▸ **The exercise**
Print the listing below verbatim, line for line, from its first entry to its last.

A sequence of records
— Begin —

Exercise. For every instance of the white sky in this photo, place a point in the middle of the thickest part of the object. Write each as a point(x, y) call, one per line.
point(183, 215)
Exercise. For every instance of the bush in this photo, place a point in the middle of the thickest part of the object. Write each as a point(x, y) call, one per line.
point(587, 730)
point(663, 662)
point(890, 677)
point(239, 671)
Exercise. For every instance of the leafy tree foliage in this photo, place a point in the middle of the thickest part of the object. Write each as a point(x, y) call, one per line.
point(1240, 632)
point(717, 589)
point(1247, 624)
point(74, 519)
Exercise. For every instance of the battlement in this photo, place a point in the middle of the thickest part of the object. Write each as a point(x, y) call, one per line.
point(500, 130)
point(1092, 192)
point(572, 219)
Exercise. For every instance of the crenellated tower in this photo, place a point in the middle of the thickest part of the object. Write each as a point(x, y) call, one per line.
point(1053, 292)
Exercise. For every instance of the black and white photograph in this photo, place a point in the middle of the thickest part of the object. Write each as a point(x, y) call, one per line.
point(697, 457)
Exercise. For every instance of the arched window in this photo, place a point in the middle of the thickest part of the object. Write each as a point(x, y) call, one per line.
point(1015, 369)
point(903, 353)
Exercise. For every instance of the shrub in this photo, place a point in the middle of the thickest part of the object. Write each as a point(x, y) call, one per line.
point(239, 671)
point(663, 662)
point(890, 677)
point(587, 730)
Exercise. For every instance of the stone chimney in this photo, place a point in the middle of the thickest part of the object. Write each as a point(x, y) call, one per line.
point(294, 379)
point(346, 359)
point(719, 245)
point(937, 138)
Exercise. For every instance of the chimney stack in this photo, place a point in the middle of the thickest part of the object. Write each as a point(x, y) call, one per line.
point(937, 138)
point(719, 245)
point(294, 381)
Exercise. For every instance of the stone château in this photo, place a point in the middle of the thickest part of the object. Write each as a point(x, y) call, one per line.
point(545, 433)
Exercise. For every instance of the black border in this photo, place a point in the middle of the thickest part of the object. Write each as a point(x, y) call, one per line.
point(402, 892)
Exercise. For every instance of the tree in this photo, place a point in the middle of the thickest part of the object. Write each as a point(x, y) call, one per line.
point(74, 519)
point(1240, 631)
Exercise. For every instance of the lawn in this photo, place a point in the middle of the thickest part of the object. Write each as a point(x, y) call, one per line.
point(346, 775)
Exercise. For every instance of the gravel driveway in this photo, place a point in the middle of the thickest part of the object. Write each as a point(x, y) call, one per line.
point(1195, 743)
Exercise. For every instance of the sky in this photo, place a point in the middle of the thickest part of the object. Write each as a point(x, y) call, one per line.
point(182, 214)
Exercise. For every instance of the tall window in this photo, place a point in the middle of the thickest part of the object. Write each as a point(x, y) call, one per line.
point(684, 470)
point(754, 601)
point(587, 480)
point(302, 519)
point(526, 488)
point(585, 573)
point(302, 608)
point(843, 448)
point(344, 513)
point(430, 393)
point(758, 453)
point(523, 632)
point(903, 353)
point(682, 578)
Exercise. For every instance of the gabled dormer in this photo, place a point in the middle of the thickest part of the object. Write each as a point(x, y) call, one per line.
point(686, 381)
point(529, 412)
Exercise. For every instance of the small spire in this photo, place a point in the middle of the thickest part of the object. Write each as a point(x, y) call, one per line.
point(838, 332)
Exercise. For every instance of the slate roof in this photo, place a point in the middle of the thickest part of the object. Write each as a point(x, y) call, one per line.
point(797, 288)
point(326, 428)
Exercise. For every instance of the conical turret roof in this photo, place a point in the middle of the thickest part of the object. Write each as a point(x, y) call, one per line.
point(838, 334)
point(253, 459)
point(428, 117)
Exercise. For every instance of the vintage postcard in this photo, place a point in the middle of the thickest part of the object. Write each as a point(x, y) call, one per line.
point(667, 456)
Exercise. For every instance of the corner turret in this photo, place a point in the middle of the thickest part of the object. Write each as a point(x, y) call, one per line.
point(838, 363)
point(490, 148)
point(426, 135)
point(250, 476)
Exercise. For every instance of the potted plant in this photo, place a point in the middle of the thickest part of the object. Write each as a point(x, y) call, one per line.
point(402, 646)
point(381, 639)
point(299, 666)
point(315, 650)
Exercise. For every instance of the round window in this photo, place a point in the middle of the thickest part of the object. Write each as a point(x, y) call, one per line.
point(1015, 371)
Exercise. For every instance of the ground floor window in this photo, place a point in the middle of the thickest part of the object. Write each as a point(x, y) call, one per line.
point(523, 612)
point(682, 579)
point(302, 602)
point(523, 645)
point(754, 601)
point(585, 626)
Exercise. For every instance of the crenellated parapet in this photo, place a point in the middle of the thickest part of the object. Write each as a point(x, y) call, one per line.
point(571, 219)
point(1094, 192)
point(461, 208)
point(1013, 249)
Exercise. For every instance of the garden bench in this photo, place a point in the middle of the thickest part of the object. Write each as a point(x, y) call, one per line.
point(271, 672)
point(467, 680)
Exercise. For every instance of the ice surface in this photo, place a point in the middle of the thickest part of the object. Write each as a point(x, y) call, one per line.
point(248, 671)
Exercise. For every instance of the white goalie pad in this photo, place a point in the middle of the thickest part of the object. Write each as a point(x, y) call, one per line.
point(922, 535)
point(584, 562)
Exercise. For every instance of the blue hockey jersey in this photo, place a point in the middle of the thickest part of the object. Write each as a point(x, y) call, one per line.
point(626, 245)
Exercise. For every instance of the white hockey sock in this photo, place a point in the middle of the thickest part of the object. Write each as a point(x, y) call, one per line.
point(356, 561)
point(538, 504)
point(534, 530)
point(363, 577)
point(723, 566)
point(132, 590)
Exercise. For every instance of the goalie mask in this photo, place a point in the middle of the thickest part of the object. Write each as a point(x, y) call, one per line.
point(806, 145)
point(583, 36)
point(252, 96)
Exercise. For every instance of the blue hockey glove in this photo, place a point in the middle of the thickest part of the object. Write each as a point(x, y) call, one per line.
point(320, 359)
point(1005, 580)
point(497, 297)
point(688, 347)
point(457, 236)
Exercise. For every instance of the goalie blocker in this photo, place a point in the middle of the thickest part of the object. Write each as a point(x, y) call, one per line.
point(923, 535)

— End —

▸ **Answer to this task**
Exercise. For every instance of the white sky in this photo, place a point in the middle of the thickest part of the object. Write each as a point(x, y) call, one per line.
point(183, 215)
Exercise. For every instance of the bush in this photo, place a point in the middle of the thickest part of the object. Write each as a point(x, y) call, one per line.
point(587, 730)
point(663, 662)
point(890, 677)
point(239, 671)
Exercise. For every instance of the leafy tree foliage in this photo, place a point in the middle of the thickest part of the object. Write each as a point(x, y) call, one per line.
point(1240, 632)
point(717, 589)
point(1247, 624)
point(74, 519)
Exercise. For every instance of the battlement in this photo, place a point in the middle of the thickest part of the object. Write each as a point(x, y) call, one per line.
point(500, 130)
point(1092, 192)
point(572, 219)
Exercise. For every instance of the crenellated tower in this photo, place a point in the middle of the thickest part of the object. Write each as a point(x, y) call, one per line.
point(1053, 292)
Exercise. For every instance of the black and white photograph in this photo, place a point in the middle of the thickest part of the object. Write each as a point(x, y) call, one per line.
point(697, 457)
Exercise. For every instance of the arched window in this photo, place a point in the middle of the thickest part of the object. Write each as a point(x, y) call, one per line.
point(1015, 369)
point(903, 353)
Exercise. For every instance of the shrub in this photo, place a point in the middle of the thickest part of the object. Write each as a point(x, y) call, one per line.
point(239, 671)
point(663, 662)
point(890, 677)
point(587, 730)
Exercise. For every instance of the stone chimney in this photo, place a point in the middle of the thickest part of the object. Write each as a point(x, y) call, one per line.
point(294, 379)
point(346, 359)
point(719, 245)
point(937, 138)
Exercise. For every instance of the chimney stack in this photo, place a point in the middle of the thickest part of the object. Write each as a point(x, y) call, one per line.
point(937, 138)
point(719, 245)
point(294, 381)
Exercise. For every instance of the stone château in this photo, place a point in the middle of the thickest part of the object. Write each as a point(x, y) call, one per line.
point(545, 433)
Exercise. For every instance of the black border in this photo, place a point in the middle of the thickest part of the object. Write each as a point(x, y) call, one per line.
point(402, 892)
Exercise. For every instance of the tree in this photo, place a point in the middle of the thickest part of the object. Write each as a point(x, y) call, one per line.
point(74, 519)
point(1240, 631)
Exercise. For every instance of the lawn in this photo, place a point in the middle of the thickest part of the object. Write each as a point(x, y) call, one per line.
point(346, 775)
Exercise. For every instance of the gravel driveway in this photo, place a point in the middle of the thickest part of the object. Write each as a point(x, y) call, one per line.
point(1195, 743)
Exercise. For every instance of the sky in this photo, place a point in the middle of the thickest part of the object. Write each as a point(x, y) call, one per line.
point(182, 214)
Exercise. For every instance of the tall window in this photo, place a point in the middle of the thickest part of the object. Write each as a point(x, y) call, one per line.
point(684, 470)
point(754, 601)
point(587, 480)
point(302, 519)
point(526, 488)
point(585, 573)
point(302, 608)
point(843, 448)
point(344, 513)
point(430, 393)
point(758, 453)
point(523, 632)
point(903, 353)
point(682, 578)
Exercise. For every instance of the gabled dormer in this photo, place a point in the middle of the thickest part of the object. Write each as a point(x, y) call, one per line.
point(686, 381)
point(529, 412)
Exercise. For every instance of the small spire in this photo, place a point in the middle of the thickest part of the object. Write each as a point(x, y) call, one per line.
point(838, 332)
Exercise. For every instance of the slate roof in this photo, place a point in the middle of the thickest part of the object. Write each as a point(x, y) call, one per line.
point(797, 288)
point(326, 428)
Exercise. For every instance of the conical turret roof in this photo, place a point in the middle of the thickest part of the object. Write each as a point(x, y) call, one per line.
point(838, 334)
point(253, 459)
point(428, 117)
Exercise. For every instance of the vintage postcard in this photo, place a point in the middle of the thickest part of the object. Write each as a point(x, y) call, one per line.
point(667, 456)
Exercise. For every instance of the corner turret in this photo, place a point in the middle of the thickest part of the object. Write each as a point(x, y) call, one per line.
point(838, 363)
point(490, 148)
point(426, 135)
point(250, 476)
Exercise. For every instance of the potted plant in this photo, place a point in the middle of the thickest part of the object. Write each as a point(x, y) call, one per line.
point(402, 646)
point(381, 639)
point(299, 666)
point(315, 650)
Exercise. For every instance of the round window in this photo, place a point in the middle of the thickest part of the object. Write each as a point(x, y) call, one per line.
point(1015, 371)
Exercise. For every instance of the ground floor window in this photo, place a point in the middle of the thickest part of the object. Write each as a point(x, y) call, one per line.
point(523, 612)
point(682, 579)
point(302, 602)
point(523, 645)
point(754, 601)
point(585, 626)
Exercise. For every instance of the crenellated parapet in this photo, place a point in the middle of the thickest part of the object. Write each as a point(x, y) call, one per line.
point(571, 219)
point(1094, 192)
point(461, 208)
point(1013, 249)
Exercise. For every instance of the garden bench in this photo, place a point in the middle of the thickest part of the object. Write each as a point(x, y) call, one per line.
point(271, 672)
point(467, 680)
Exercise. For every instance of the ice surface in this photo, place a point in the middle of the thickest part of the object. Write each as a point(x, y) call, one per line.
point(248, 671)
Exercise. For every instance of the white goalie pad in this photo, place a point in the middle of the thickest part of the object. Write each as a point(x, y) call, one per line.
point(922, 535)
point(584, 562)
Exercise. For every instance of the blue hockey jersey in this photo, place a point in the middle of the thickest part of the object. Write each as a point(x, y) call, one per line.
point(626, 245)
Exercise. For every instance of the white hockey sock in this photo, place a point in the middle of the thickest part of the object. Write each as a point(x, y) call, one per line.
point(356, 561)
point(538, 504)
point(534, 530)
point(363, 577)
point(723, 566)
point(132, 590)
Exercise. For every instance of the goalie mask in this photo, place a point in the middle of the thickest part of the object. Write each as a point(x, y) call, one per line.
point(806, 145)
point(583, 36)
point(252, 96)
Exercise. For every instance of the blue hockey glove in this photo, place a point in the middle of the thickest part of the object. Write each as a point(x, y) call, one per line.
point(320, 359)
point(1005, 580)
point(497, 297)
point(688, 347)
point(457, 236)
Exercise. For every instance of the goalie blocker in this photo, place a point in the middle of the thickest part of the object. Write each as a point(x, y) call, one per line.
point(923, 535)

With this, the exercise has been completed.